(Rows from a dataset)
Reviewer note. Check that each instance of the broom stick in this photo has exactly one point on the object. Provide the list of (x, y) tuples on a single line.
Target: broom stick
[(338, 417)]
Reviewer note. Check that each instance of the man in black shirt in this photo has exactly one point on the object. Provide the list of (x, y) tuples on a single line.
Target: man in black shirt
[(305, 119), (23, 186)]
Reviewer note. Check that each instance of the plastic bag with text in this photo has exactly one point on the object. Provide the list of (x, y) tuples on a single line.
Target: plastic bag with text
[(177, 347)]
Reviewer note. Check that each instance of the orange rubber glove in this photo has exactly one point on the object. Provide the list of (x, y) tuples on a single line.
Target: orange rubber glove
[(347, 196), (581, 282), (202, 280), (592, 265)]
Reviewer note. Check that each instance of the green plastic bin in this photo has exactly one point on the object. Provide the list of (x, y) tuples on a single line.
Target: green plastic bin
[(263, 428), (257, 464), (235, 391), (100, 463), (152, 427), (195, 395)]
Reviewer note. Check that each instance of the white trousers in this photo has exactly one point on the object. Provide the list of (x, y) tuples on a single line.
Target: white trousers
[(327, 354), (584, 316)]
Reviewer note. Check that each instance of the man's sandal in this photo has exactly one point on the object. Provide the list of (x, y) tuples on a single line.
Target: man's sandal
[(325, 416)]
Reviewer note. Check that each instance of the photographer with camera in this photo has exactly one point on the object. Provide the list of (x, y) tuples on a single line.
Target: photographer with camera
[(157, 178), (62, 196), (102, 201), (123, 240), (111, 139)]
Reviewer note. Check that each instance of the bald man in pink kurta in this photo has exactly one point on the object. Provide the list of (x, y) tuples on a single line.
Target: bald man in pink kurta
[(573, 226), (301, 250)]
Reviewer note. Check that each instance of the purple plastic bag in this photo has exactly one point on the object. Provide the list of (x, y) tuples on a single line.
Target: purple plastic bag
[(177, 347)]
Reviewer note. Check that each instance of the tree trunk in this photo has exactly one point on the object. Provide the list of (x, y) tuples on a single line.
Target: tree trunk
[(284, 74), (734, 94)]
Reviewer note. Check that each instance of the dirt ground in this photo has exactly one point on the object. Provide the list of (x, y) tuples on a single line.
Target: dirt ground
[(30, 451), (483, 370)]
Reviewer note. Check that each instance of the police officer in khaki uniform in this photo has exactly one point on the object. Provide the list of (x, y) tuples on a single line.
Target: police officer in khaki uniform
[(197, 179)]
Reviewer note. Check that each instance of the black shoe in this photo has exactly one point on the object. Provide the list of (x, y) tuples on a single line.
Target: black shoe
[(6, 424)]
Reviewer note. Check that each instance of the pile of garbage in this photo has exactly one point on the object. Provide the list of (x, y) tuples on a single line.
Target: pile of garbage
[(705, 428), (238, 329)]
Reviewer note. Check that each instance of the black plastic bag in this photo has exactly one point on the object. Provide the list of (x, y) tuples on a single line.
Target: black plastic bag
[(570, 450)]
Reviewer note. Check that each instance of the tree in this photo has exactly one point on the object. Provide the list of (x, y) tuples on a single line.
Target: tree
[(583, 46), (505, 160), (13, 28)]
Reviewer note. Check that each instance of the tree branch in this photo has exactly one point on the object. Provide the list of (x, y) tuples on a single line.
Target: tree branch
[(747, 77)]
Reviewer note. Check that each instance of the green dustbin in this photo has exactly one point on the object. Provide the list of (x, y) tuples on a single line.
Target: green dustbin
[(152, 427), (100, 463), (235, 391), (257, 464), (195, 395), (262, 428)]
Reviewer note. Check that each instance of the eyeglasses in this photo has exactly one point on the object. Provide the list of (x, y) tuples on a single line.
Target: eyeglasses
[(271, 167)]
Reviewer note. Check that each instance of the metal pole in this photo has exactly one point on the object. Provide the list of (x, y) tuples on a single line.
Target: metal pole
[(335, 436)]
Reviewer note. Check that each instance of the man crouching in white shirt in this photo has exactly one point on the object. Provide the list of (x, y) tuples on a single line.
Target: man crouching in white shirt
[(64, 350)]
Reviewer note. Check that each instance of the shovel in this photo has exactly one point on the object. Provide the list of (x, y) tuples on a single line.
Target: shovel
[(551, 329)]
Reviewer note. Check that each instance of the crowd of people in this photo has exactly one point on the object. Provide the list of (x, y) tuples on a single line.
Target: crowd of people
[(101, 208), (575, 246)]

=== DESCRIPTION OF THE TASK ===
Please set down all the data word for word.

=== THE REPLY ===
Reviewer note. Check that each instance of the broom stick in this photo has exactly one point on the object. Provide the list of (x, y) tuples on a single line.
Target: broom stick
[(338, 417)]
Reviewer note. Check that each instance of the man in black shirt in this photo has exactly one point on the object. Provide the list of (x, y) tuples on a single line.
Target: man in black shirt
[(305, 119), (23, 186)]
Reviewer note. Check that each instance of the plastic bag with text in this photo has exactly one point on the object. Provide the list of (x, y) tuples on a single line.
Target: plastic bag with text
[(177, 347)]
Reviewer note. Check that each instance of the orange rubber glove in this photo has exactly one point on the object. Provide the list of (x, y) tuples on a single line.
Target: orange rubber glove
[(347, 196), (581, 282), (202, 280), (592, 265)]
Reviewer note. Check that each instance of the green plastic bin in this photo has exactly one point on the object. Provide the list of (x, y) tuples on a single line.
Target: green plastic bin
[(263, 428), (257, 464), (235, 391), (100, 463), (152, 427), (195, 395)]
Reviewer note. Check that each instance of the white trousers in this photo has exactly one point on the object. Provide the list of (x, y) tuples on a single line.
Target: white trousers
[(327, 354), (584, 316)]
Reviewer note. Check that each instance of the man's sandal in this photo has exactly one point on the object. Provide the list of (x, y) tuples on a single line.
Target: man's sandal
[(325, 416)]
Reviewer note. Check that each instance of the photographer with camera in this photo has exactly one point on the object. Provide the list of (x, y) tuples on a single line.
Target: photographer with camera
[(157, 178), (62, 196), (102, 201), (123, 240), (111, 139)]
Reviewer note. Check that each instance of the bald man in pink kurta in this photo has exactly one point on the object. Provide the list of (x, y) tuples on a single line.
Target: bald man in pink kurta
[(573, 226), (301, 250)]
Reviewer note. Check that each instance of the purple plastic bag in this photo has exactly one point on the object. Provide the list of (x, y) tuples on a single line.
Target: purple plastic bag
[(177, 347)]
Reviewer note. Check that each instance of the tree trunk in this photo has exactly one point on the object. Provide the list of (x, y) tuples on a single line.
Target: tree trunk
[(284, 74), (734, 94)]
Reviewer note. Check that each instance of the dirt ground in this photo has exactly one point on the object. Provide the list of (x, y) tuples on a single line.
Target: dirt ground
[(30, 451), (483, 370)]
Reviewer note. Check that each instance of the police officer in khaki uniform in this photo has exactly one point on the object. Provide the list of (x, y) tuples on a single line.
Target: police officer in khaki uniform
[(197, 179)]
Reviewer note. Check that each instance of the black shoe in this photo has exactly one point on the object. Provide the list of (x, y) tuples on a single line.
Target: black shoe
[(6, 424)]
Reviewer note. Check that each instance of the pile of garbage in this photo has exactly one point on the object. Provide the list of (x, y) tuples on a single line.
Target: pile of garbage
[(705, 428), (238, 329)]
Reviewer note. Check that each instance of the black plastic bag in this photo has exactly one point on the object. Provide the list of (x, y) tuples on a single line.
Target: black plastic bag
[(570, 450)]
Reviewer note. Check that each instance of the tree in this photo has exactly one point on the object. Provide the list of (x, y) tuples on a single line.
Target: tree
[(583, 46), (505, 160), (13, 28)]
Reviewer note. Check that each instance of the tree branch in this photo has exactly one point on the object. Provide the list of (x, y) tuples on a single line.
Target: tree branch
[(747, 77)]
Reviewer note. Check that each instance of the green dustbin in this photo has exactly one point on the object. Provide the list of (x, y) tuples on a single line.
Target: green dustbin
[(152, 427), (100, 463), (235, 391), (257, 464), (195, 395), (262, 428)]
Reviewer note. Check that each instance of the eyeglasses in this photo has exactly one point on the object. Provide the list of (x, y) tuples on a single line.
Target: eyeglasses
[(271, 167)]
Reviewer note. Check that each instance of the metal pole in this photo has exactly one point on the object. Provide the list of (x, y) tuples on a single line.
Target: metal pole
[(335, 436)]
Reviewer note. Check that each instance of the man crouching in white shirt in this photo has exactly one point on the object. Provide the list of (x, y) tuples on a single line.
Target: man crouching in white shirt
[(64, 350)]
Reviewer note. Check that each instance of the shovel in this photo has exactly one point on the object. Provide the list of (x, y) tuples on a single line.
Target: shovel
[(551, 329)]
Reviewer note. Check that each instance of the crowd of people in this photo has exactly one point on the object. Provide the list of (x, y) tuples on a single line.
Target: crowd of people
[(101, 208), (575, 246)]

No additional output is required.